__Apply what you read__.
- 1) In two sentences, summarize the passage about the outbreak report below.
- 2) Continue the passage about the outbreak report below, picking up after its final sentence.

The professor said inspections by environmental health officers in Bridgend, south Wales, were made less effective by Tudor's dishonesty.

But he said the inspectors missed clues about the business's management of food safety.

He added the Meat Hygiene Service allowed the abattoir supplying Tudor to continue functioning despite knowledge of its failures.

The professor made 24 recommendations in a bid to prevent a repeat of the outbreak which affected 44 schools in the south Wales valleys.

He said the food safety regulations in force at the time of the outbreak were sufficient and his recommendations reflected what he believed needed to be improved, tightened up or reinforced.

Mason Jones, aged five, died in October 2005 after contracting the 0157 strain of the bug.

Butcher Tudor, of Clemenstone, Cowbridge, was jailed for 12 months in September 2007 after admitting placing unsafe food on the market and failing as proprietor of a business to protect food against the risk of contamination.

Professor Pennington said: "We owe it to the memory of Mason Jones to learn the lessons from this outbreak and to remember them."

__Supplied entries__.

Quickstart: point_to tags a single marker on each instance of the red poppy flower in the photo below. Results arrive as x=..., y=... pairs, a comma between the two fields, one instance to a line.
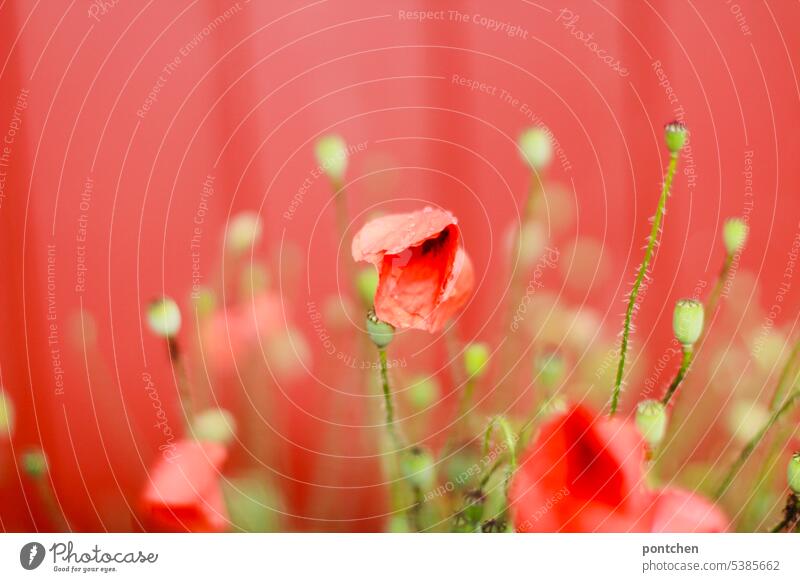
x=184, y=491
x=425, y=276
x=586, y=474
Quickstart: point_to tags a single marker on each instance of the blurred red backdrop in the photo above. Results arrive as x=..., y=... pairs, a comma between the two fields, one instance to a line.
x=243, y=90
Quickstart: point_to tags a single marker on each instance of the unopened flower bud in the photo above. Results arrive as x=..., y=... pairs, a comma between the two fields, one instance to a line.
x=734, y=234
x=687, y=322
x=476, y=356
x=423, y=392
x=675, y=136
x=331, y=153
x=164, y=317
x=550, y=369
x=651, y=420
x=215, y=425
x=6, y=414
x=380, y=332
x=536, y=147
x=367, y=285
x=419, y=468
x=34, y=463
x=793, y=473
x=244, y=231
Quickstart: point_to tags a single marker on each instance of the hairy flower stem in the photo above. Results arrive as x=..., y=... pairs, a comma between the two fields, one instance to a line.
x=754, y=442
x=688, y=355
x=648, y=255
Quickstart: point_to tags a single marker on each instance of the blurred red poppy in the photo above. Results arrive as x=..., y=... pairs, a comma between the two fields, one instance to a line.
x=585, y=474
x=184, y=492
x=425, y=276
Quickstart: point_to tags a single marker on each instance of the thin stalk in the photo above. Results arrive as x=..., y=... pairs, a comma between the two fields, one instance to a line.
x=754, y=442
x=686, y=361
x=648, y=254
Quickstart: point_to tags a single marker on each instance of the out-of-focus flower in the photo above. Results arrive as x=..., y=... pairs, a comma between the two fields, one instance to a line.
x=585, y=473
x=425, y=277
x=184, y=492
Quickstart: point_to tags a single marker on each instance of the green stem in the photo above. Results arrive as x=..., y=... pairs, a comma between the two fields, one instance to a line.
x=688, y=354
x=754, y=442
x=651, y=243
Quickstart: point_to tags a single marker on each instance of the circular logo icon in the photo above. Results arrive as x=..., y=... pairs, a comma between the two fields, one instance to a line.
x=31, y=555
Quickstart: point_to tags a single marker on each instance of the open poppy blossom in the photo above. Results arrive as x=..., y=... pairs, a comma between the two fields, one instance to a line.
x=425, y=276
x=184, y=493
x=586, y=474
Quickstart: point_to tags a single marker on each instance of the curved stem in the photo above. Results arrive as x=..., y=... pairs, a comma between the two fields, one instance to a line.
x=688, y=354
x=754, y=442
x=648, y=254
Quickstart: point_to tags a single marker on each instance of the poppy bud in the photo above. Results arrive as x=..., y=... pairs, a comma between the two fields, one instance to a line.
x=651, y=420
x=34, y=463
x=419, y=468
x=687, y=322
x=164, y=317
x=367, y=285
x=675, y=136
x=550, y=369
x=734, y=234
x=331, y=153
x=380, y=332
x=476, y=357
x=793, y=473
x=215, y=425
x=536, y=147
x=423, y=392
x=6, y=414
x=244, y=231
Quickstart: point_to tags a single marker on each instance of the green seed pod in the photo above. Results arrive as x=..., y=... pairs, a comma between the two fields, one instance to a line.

__Answers__.
- 1) A professor said Tudor's dishonesty made environmental health inspections in Bridgend less effective, but that inspectors missed clues about the business's food safety management and the Meat Hygiene Service let the abattoir supplying Tudor keep functioning despite knowing of its failures. He made 24 recommendations to prevent a repeat of the outbreak, which affected 44 schools in the south Wales valleys, and said the lessons must be learned for the memory of Mason Jones, a five-year-old who died in October 2005.

- 2)
Prof. Pennington said: "The outbreak occurred because of food hygiene failures at the premises of John Tudor and Son. The proprietor, William Tudor, failed to ensure that critical procedures, such as cleaning and the separation of raw and cooked meat, were carried out effectively.

"He also falsified certain records that were an important part of food safety practice. On some issues, he misled and lied to environmental health officers."

He said the business's Hazard Analysis Critical Control Point (HACCP) plan was not valid and added: "In some respects it was positively inaccurate and misleading."

Prof. Pennington said the likelihood of meat becoming contaminated with E.coli at the abattoir of JE Tudor and Son, would have been significantly reduced if the meat hygiene regulations had been followed and enforced.

He said the path to infection in the majority of cases in the outbreak was contaminated cold cooked meat that had been supplied for school meals.

Schools were supplied with meat by John Tudor and Son under a contract with the Rhondda Cynon Taf, Bridgend, Caerphilly and Merthyr Tydfil County Borough councils.

The professor said the process by which the contracts were awarded in 1998 and 2002 was seriously flawed.

He added that outbreak control was done well by all involved.

He said: "I had hoped that the lessons from the shocking events in Scotland in 1996 would stay in people's minds but some 10 years after leading a review into that outbreak, I have found myself looking at issues that are disappointingly all too familiar."

He recommended that all food businesses ensure their systems and procedures are capable of preventing contamination or cross-contamination with E.coli 0157.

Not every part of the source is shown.